* Start *

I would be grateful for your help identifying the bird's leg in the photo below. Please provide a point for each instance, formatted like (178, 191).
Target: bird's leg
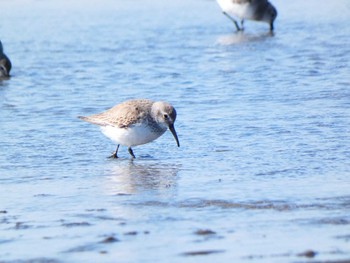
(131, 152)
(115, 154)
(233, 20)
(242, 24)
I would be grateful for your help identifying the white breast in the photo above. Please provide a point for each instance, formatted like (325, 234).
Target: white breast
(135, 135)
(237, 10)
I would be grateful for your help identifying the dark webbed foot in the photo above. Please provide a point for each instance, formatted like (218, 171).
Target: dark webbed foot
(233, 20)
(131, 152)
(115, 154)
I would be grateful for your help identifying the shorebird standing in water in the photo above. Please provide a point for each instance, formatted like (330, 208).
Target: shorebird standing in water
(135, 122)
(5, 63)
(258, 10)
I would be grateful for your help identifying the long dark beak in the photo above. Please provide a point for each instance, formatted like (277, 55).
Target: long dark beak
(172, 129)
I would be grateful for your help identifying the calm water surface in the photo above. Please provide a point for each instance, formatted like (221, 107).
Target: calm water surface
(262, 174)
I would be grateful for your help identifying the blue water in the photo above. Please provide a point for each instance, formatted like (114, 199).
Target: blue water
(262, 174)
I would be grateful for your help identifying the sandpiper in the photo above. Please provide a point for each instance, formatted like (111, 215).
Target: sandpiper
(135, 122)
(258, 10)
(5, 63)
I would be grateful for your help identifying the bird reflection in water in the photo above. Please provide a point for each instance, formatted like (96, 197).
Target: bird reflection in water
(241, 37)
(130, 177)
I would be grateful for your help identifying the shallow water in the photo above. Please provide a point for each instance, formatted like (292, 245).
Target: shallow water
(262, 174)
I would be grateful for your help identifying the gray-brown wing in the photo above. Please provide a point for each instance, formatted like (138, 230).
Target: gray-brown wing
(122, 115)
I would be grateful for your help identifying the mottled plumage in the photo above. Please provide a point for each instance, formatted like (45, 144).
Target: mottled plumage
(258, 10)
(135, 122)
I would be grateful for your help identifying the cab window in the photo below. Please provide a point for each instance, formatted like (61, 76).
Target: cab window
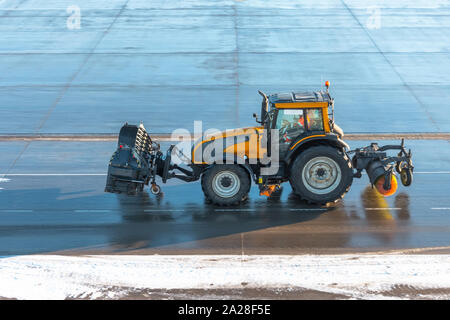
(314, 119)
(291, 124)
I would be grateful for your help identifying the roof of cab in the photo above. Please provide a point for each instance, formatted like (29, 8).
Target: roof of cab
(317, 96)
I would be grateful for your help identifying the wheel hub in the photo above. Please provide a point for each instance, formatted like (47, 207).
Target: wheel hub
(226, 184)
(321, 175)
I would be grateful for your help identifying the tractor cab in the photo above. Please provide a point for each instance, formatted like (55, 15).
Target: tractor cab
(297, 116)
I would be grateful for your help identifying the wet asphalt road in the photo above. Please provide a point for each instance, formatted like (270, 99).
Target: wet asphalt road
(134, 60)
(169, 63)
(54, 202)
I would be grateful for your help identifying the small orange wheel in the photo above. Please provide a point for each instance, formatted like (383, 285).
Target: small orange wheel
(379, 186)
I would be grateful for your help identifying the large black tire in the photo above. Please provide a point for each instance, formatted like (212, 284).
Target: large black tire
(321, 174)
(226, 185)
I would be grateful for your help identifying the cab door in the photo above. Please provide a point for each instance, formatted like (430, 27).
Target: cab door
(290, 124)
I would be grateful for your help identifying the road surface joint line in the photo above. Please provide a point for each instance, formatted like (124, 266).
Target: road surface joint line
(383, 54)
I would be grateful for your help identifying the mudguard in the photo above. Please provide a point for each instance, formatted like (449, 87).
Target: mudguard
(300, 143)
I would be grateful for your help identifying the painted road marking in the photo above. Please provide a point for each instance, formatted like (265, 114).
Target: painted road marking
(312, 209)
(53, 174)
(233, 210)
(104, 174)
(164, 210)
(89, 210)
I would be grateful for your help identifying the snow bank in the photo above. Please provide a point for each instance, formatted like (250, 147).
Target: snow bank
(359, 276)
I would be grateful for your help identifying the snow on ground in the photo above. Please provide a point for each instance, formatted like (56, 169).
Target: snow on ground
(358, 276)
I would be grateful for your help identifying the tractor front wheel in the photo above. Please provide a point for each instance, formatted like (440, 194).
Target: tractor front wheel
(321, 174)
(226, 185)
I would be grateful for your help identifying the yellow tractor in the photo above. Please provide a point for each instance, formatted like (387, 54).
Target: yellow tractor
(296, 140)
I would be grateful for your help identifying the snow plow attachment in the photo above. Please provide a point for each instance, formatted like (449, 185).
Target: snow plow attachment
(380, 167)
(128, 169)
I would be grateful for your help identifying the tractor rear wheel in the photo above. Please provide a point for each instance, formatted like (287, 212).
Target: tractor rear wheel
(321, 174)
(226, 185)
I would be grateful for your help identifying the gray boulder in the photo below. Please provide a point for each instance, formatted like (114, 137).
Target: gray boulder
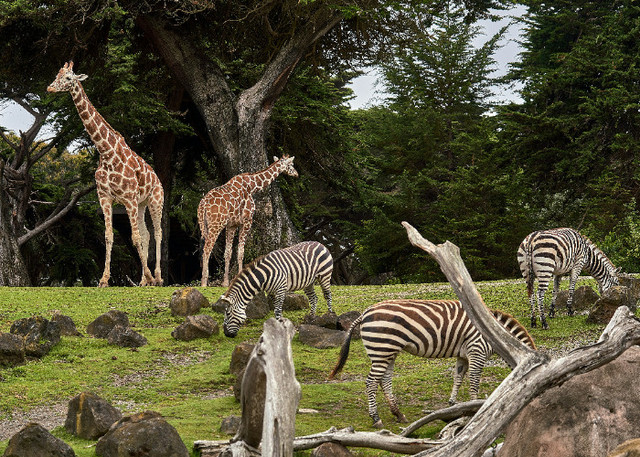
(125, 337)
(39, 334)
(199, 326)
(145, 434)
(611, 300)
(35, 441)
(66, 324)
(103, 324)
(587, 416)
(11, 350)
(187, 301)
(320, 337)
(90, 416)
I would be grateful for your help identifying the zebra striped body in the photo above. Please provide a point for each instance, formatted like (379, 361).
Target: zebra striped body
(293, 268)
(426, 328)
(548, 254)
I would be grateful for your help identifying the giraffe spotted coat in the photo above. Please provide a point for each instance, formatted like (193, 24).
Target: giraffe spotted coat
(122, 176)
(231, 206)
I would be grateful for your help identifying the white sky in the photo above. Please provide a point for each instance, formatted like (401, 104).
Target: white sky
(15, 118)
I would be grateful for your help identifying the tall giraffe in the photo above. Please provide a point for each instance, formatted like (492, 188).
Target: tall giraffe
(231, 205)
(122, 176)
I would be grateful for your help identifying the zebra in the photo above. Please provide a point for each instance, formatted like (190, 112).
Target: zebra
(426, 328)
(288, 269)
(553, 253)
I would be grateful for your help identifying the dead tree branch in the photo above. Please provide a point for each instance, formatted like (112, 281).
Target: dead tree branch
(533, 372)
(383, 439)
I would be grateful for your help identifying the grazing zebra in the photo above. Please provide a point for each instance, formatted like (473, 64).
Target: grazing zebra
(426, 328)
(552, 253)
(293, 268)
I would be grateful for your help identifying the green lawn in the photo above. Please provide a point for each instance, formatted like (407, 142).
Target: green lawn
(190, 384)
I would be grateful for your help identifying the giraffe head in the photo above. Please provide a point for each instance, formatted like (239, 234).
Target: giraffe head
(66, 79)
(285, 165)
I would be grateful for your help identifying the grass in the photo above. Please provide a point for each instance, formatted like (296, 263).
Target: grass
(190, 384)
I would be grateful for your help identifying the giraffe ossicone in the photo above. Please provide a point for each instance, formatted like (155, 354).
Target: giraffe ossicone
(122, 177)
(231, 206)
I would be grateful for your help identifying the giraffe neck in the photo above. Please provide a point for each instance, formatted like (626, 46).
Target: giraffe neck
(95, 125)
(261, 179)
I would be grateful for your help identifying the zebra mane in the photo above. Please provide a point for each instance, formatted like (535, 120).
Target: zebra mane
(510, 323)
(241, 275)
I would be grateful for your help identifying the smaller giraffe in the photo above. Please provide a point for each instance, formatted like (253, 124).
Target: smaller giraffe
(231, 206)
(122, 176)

* End *

WHAT YOU ARE ASKED TO DO: From the line that contains "I would be grateful for your help identifying the grazing" down to the last line of the listing above, repeat each line exactly, and include nothing else.

ANSWER FOR THE TASK:
I would be grateful for your help identifying the grazing zebra in the photo above. Please provide a point for each instance, formatted like (473, 64).
Target: grazing zebra
(426, 328)
(552, 253)
(293, 268)
I would be grateful for your help identifying the green lawn in the photo above. Please provide a point for each instance, formatted like (407, 142).
Target: green lawn
(190, 384)
I would be grateful for your help identifying the giraffe head in the photo above. Please provide a point for each instance, formatted like (239, 234).
Target: giraffe head
(66, 79)
(285, 165)
I would be grateful for your help identifying the grass in the photo above. Please provide a point for each instance, formatted like (296, 263).
Target: grass
(190, 384)
I would be grateful for your help identifying the giraffe ossicone in the photo above. Please provide a point for each instance, formatted like (155, 354).
Target: giraffe ossicone
(122, 177)
(231, 206)
I would be grateful for your help identifying the giraffe neck in the photo above. Please provide a point for each instance, formatted like (626, 46).
Target: giraffe neck
(95, 125)
(261, 179)
I would be grateful for your help identifying the zebra mane in the photo above. Please provide a point for each instance, formatted like (535, 120).
Target: zebra mane
(510, 323)
(241, 275)
I would be grateful for your help identifying the smaller giraffe in the photo above. Please provide a point for each instance, formatted like (253, 124).
Target: smaller giraffe
(231, 206)
(122, 176)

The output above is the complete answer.